▸ Task directions: Give again, word for word, each line below starting at the one that contains "mark: the white painted line" and ending at the one that contains "mark: the green coveralls".
*** Task inputs
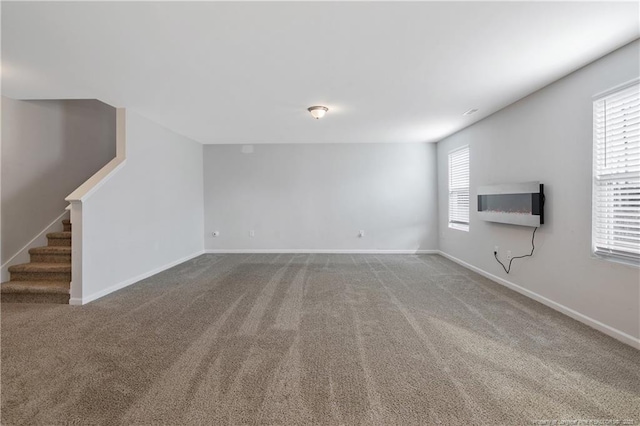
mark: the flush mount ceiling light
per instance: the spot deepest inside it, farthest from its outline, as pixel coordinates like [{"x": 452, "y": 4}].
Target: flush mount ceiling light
[{"x": 317, "y": 111}]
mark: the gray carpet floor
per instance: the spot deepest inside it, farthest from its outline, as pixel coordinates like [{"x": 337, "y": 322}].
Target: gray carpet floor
[{"x": 312, "y": 339}]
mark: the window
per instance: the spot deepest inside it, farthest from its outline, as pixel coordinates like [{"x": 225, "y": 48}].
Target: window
[
  {"x": 459, "y": 189},
  {"x": 616, "y": 174}
]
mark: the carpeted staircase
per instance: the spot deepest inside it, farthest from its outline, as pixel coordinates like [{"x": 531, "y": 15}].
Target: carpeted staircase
[{"x": 47, "y": 278}]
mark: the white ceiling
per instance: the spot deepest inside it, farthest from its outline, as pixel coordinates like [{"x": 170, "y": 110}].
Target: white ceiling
[{"x": 246, "y": 72}]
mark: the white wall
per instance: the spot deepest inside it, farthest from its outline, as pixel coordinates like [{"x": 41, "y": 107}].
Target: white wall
[
  {"x": 319, "y": 196},
  {"x": 49, "y": 148},
  {"x": 548, "y": 137},
  {"x": 147, "y": 215}
]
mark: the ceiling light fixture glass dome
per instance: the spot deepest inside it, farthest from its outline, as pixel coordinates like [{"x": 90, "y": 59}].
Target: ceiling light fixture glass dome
[{"x": 318, "y": 111}]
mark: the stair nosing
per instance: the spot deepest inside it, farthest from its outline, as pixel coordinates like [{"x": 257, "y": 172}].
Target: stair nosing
[
  {"x": 42, "y": 267},
  {"x": 37, "y": 287}
]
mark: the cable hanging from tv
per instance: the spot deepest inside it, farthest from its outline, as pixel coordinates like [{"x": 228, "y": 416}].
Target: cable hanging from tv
[{"x": 533, "y": 247}]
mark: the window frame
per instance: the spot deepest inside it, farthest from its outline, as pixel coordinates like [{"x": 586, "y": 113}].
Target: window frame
[
  {"x": 596, "y": 252},
  {"x": 452, "y": 224}
]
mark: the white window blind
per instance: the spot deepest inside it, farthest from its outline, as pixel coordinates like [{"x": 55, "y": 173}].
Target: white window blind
[
  {"x": 459, "y": 188},
  {"x": 616, "y": 174}
]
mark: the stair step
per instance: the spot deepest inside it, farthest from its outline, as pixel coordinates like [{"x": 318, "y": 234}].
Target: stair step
[
  {"x": 41, "y": 272},
  {"x": 35, "y": 292},
  {"x": 59, "y": 239},
  {"x": 51, "y": 254}
]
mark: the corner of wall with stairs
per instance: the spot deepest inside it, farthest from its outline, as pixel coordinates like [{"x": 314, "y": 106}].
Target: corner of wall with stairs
[{"x": 47, "y": 278}]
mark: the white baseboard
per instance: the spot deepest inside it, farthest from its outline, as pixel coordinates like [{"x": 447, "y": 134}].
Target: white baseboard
[
  {"x": 317, "y": 251},
  {"x": 128, "y": 282},
  {"x": 604, "y": 328}
]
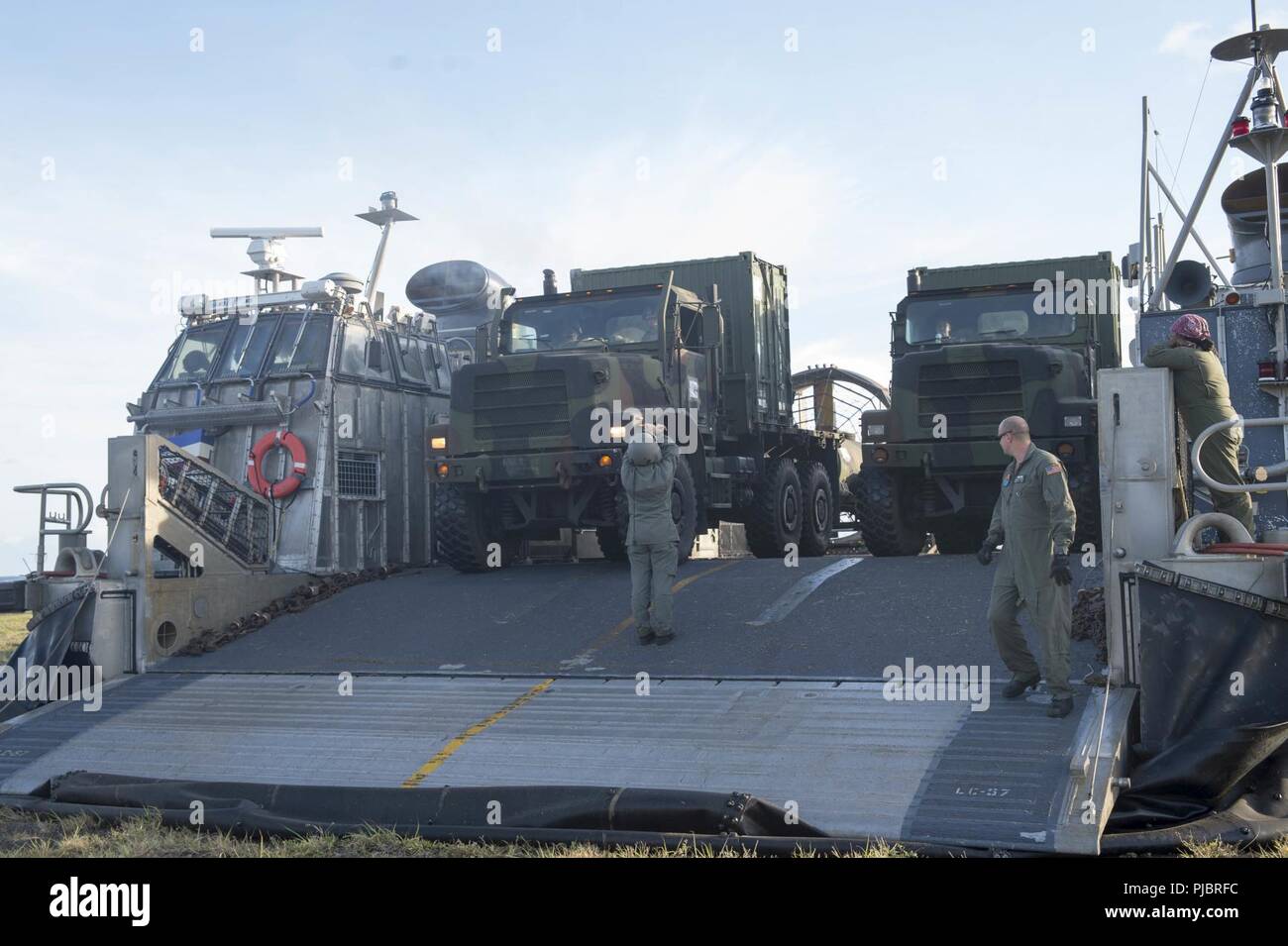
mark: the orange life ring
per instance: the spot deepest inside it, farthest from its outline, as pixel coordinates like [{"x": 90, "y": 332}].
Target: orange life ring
[{"x": 299, "y": 464}]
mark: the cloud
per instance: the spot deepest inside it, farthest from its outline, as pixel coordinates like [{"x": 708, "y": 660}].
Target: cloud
[{"x": 1186, "y": 39}]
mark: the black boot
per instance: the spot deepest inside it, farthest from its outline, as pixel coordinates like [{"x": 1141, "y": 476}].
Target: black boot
[
  {"x": 1060, "y": 705},
  {"x": 1018, "y": 686}
]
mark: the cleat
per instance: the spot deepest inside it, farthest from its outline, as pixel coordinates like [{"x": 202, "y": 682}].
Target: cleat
[
  {"x": 1018, "y": 686},
  {"x": 1060, "y": 706}
]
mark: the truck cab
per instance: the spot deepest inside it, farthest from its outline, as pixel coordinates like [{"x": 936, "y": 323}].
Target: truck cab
[{"x": 971, "y": 345}]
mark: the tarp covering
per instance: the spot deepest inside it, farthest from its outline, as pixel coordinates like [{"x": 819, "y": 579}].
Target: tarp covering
[
  {"x": 52, "y": 643},
  {"x": 291, "y": 809},
  {"x": 1214, "y": 708}
]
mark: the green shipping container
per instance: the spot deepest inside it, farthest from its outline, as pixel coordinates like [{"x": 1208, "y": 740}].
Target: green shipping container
[{"x": 755, "y": 370}]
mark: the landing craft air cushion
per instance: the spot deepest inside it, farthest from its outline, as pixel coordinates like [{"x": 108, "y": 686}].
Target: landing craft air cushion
[{"x": 433, "y": 700}]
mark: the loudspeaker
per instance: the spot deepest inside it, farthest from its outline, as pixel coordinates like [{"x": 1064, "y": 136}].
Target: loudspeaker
[{"x": 1190, "y": 284}]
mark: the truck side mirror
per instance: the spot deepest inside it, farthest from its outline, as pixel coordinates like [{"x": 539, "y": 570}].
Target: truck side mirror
[{"x": 376, "y": 354}]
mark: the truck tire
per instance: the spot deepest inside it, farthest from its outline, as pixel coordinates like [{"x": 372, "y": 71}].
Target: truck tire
[
  {"x": 684, "y": 507},
  {"x": 612, "y": 538},
  {"x": 462, "y": 530},
  {"x": 819, "y": 510},
  {"x": 1085, "y": 491},
  {"x": 883, "y": 528},
  {"x": 774, "y": 520}
]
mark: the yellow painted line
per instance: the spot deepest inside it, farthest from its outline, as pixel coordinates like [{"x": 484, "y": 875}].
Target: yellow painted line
[
  {"x": 451, "y": 748},
  {"x": 455, "y": 744}
]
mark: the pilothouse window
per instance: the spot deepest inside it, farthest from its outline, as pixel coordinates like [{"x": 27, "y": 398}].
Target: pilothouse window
[
  {"x": 196, "y": 354},
  {"x": 245, "y": 353},
  {"x": 301, "y": 345}
]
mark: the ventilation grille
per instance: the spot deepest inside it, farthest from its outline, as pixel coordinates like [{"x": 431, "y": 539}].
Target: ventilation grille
[
  {"x": 359, "y": 475},
  {"x": 969, "y": 392},
  {"x": 511, "y": 408}
]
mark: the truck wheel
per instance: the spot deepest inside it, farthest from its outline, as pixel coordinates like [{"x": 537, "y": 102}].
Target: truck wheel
[
  {"x": 462, "y": 530},
  {"x": 684, "y": 507},
  {"x": 774, "y": 520},
  {"x": 1085, "y": 490},
  {"x": 612, "y": 538},
  {"x": 816, "y": 520},
  {"x": 883, "y": 528}
]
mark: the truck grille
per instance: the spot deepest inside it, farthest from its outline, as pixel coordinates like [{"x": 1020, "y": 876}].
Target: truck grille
[
  {"x": 511, "y": 408},
  {"x": 969, "y": 392}
]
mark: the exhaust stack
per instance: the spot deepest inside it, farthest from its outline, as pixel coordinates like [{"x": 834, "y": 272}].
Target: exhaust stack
[{"x": 1244, "y": 206}]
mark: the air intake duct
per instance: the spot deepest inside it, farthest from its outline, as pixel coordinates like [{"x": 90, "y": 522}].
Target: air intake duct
[{"x": 462, "y": 293}]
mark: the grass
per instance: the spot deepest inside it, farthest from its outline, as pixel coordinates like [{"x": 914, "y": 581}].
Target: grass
[
  {"x": 47, "y": 835},
  {"x": 40, "y": 835},
  {"x": 1216, "y": 848},
  {"x": 13, "y": 630}
]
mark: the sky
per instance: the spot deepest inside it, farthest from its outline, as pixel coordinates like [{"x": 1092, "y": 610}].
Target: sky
[{"x": 849, "y": 142}]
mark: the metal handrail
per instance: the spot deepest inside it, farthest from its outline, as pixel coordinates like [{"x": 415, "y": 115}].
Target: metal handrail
[
  {"x": 69, "y": 491},
  {"x": 1236, "y": 421}
]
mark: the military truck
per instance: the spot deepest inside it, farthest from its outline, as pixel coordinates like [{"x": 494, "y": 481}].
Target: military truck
[
  {"x": 971, "y": 345},
  {"x": 539, "y": 424}
]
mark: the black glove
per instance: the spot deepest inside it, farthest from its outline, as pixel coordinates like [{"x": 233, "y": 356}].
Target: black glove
[{"x": 1060, "y": 569}]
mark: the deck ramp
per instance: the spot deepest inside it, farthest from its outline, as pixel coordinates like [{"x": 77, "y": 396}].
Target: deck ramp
[{"x": 855, "y": 764}]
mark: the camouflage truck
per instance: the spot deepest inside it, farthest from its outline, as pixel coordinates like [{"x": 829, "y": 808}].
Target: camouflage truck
[
  {"x": 971, "y": 345},
  {"x": 539, "y": 425}
]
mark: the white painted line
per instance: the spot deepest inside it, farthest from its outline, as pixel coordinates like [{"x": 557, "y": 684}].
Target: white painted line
[{"x": 800, "y": 591}]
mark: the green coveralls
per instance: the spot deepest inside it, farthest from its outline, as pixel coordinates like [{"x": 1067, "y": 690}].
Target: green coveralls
[
  {"x": 652, "y": 541},
  {"x": 1203, "y": 398},
  {"x": 1033, "y": 519}
]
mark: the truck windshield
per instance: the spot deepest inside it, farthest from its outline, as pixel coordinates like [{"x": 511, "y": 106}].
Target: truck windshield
[
  {"x": 982, "y": 318},
  {"x": 584, "y": 323}
]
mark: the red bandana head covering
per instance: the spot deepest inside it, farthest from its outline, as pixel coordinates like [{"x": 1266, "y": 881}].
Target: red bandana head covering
[{"x": 1193, "y": 327}]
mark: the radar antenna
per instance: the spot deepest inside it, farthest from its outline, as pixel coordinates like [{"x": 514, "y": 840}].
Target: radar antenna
[{"x": 267, "y": 253}]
******
▸ Answer for the task:
mark: the white painted line
per instance: the spot deepest inside it, farthest from its outline, as pixel coordinates like [{"x": 557, "y": 684}].
Target: white painted line
[{"x": 800, "y": 591}]
mark: the green coveralls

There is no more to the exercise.